Source data:
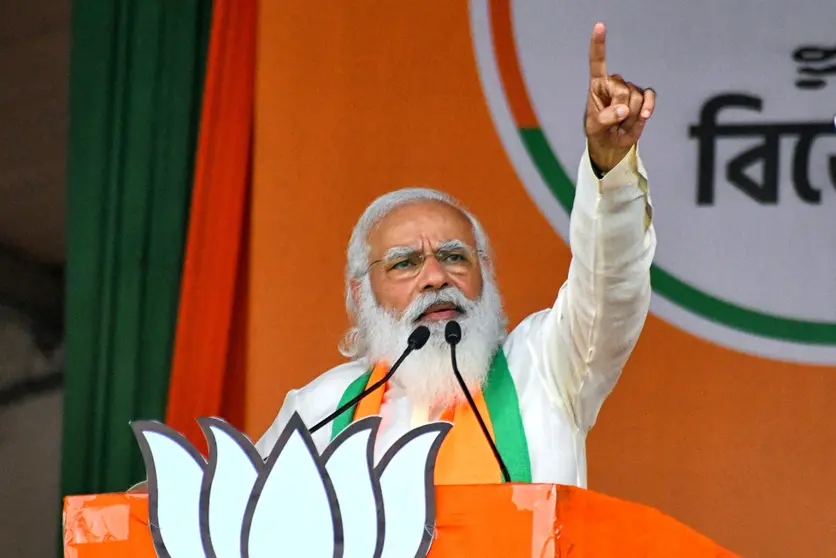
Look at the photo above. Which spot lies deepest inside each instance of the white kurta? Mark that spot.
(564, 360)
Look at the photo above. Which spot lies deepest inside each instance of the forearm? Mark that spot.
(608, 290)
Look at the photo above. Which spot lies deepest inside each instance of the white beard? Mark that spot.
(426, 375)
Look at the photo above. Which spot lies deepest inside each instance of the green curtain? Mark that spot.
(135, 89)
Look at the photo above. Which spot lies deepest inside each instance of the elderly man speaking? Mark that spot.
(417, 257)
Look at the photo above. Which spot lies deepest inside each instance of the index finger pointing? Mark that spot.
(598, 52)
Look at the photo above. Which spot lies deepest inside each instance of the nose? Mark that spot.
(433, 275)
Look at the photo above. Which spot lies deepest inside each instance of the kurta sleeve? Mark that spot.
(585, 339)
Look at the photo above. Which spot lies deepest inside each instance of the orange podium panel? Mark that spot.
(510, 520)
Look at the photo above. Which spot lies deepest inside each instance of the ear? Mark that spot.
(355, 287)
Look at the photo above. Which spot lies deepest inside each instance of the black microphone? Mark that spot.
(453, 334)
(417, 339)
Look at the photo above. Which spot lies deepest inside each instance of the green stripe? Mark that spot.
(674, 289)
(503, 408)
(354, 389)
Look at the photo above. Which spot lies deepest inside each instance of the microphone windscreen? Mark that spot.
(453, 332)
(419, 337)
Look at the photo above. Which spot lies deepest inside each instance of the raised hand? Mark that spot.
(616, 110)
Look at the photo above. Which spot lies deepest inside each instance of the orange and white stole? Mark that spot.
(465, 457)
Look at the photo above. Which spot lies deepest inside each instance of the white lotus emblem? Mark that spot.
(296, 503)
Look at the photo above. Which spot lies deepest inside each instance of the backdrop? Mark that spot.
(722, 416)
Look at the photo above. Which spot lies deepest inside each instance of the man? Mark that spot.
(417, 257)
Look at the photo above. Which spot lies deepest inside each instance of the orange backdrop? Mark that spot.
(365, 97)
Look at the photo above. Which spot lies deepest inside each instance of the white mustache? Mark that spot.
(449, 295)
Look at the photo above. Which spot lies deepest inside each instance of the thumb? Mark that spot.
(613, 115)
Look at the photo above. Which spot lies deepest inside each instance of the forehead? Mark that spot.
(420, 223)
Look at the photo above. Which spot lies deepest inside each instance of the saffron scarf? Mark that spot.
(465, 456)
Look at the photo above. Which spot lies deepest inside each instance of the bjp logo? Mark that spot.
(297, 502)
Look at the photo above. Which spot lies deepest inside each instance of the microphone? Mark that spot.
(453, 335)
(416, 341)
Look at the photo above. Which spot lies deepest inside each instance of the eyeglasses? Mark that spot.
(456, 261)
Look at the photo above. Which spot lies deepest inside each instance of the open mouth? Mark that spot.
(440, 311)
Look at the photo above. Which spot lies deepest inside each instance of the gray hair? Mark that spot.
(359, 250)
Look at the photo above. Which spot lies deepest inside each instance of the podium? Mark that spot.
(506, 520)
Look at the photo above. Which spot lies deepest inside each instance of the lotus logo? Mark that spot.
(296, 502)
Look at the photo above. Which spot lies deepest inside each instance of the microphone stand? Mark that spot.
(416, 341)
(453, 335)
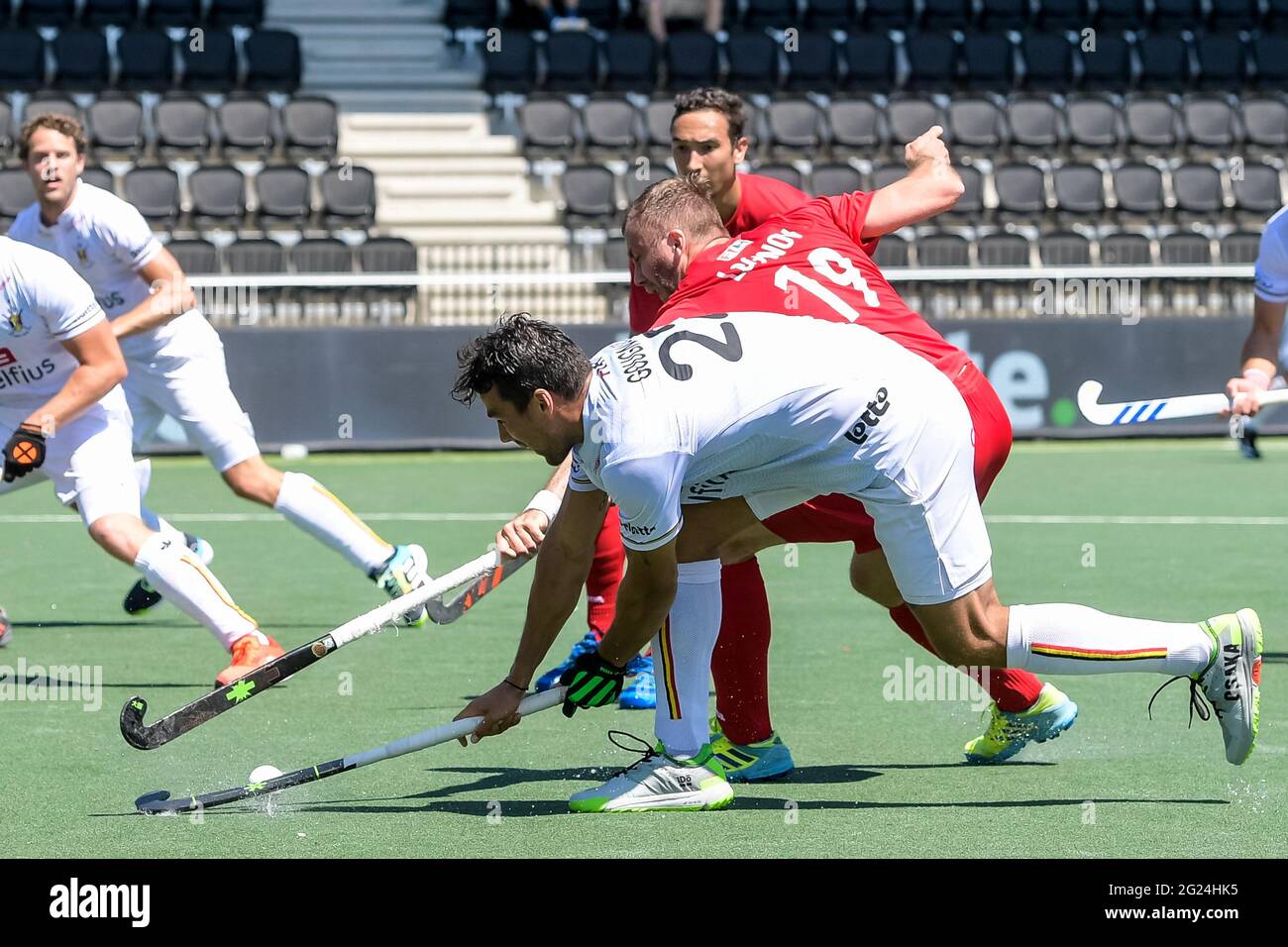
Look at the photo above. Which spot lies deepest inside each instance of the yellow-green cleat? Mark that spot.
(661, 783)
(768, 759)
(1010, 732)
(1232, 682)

# PROBLEM TO SOLVE
All the records above must be retyped exactly, except for their pictures.

# SOLUTION TO THE PROBLEM
Look at the photo above. Which spot lies deepest inside each instance of the white kurta? Mark that spot.
(564, 360)
Look at the photo above. Which spot lies deepest inside each instance of the forearm? Mark that spot.
(608, 290)
Look at the photo above. Which spot lies deepest inside each instance of the white beard? Mark that spot.
(426, 375)
Look at the photo above. Which spot lies deepest inside each instance of the green curtain? Mark that spot.
(135, 89)
Look at the photo above. Which spot lies deepest inside each instance of the elderly man speaking? Mark that spot.
(417, 257)
Look at the photo above. Which spot lies deepest inside each instance of the index finger pointing? Mark that spot.
(598, 52)
Look at the photo above. Which spot lies deepest inside each instance of the nose? Mark that spot.
(433, 275)
Look at the photo above. Which spot lies deepest inside each instance of the kurta sleeve? Mark that spot.
(585, 339)
Look at the photo above. Which spot lies deepest inside each instance of the orange podium panel? Mark that spot.
(510, 520)
Look at the photo above. Which spot lies deepest inside each instance of the ear? Mark that spot.
(355, 287)
Look at the photo above. Which spot lies deepest inside each instance of the black microphone? Mark that spot.
(453, 334)
(417, 339)
Look at the photo above. Which spot lies deepest inside each instance of the green stripe? Mark that spot.
(674, 289)
(503, 408)
(354, 389)
Look at the photo above. Which spot lies deepest inside each instance of the microphone windscreen? Mark that spot.
(453, 332)
(419, 337)
Look at the photo above. Which spot lies deepest inside each instance of the raised hand? Mark that spot.
(616, 110)
Look at the photo above. Which spot lies deepest inside each instance of the orange and white stole? Mark that spot.
(465, 457)
Look at the photo above. Which spot lies deepest inside each instance of the white lotus emblem? Mark that spot.
(296, 503)
Look at the photo above. Which spot lies deepest inside each instance of the backdrop? Mark that spot.
(722, 416)
Look at the photo above. Which spot lies deepest inside each instance of the man? Mark that spot.
(417, 257)
Look at the photo above. Which spot lies deepest inside each instance of the orange backdrop? Mark that spot.
(365, 97)
Look at the photo above. Which spot lies deepest inside each instance of the white mustache? Mark that spot.
(449, 295)
Look at the photo above. Which spot lies deepest inside each instance of the thumb? Mark that spot.
(613, 115)
Look at the photo above. Which spot lies deepest inside each instance of the forehead? Mark that spot.
(420, 223)
Look at the photo above. Which spot lies deepest inside each instance of the saffron scarf? Mark that spot.
(465, 456)
Look at the photo above. Which spot lies deepest inside each instance of the bjp logo? Mark that spot.
(297, 502)
Look at the photo above. Which spot lies deepest inside each instance of the microphone? Mark that spot.
(453, 335)
(416, 341)
Look at the photo above. Which spot lies deepest inside each instance of the eyeglasses? Mark that spot.
(456, 261)
Look at the photo above. Which spot lies deepest inside each instance of the open mouth? Mark that spot.
(440, 311)
Look at the photo above. Which spot lies deepest inside each instance of the gray hair? Mark that spot.
(359, 250)
Look at the photo above. Which spot lies deepest inside each instance of the podium? Mark that spot.
(506, 520)
Look at the photo above. Which spot lies deepest inside each instance of the lotus logo? Mark that spot.
(296, 502)
Look at the photo above. Which spot lies deepest inside each instance of the microphone stand? Mark that spot.
(416, 341)
(453, 335)
Look at the photo above. Which spot lies deepest inside each instance of the yellow-green cleat? Mark that spot.
(661, 783)
(768, 759)
(1010, 732)
(1232, 682)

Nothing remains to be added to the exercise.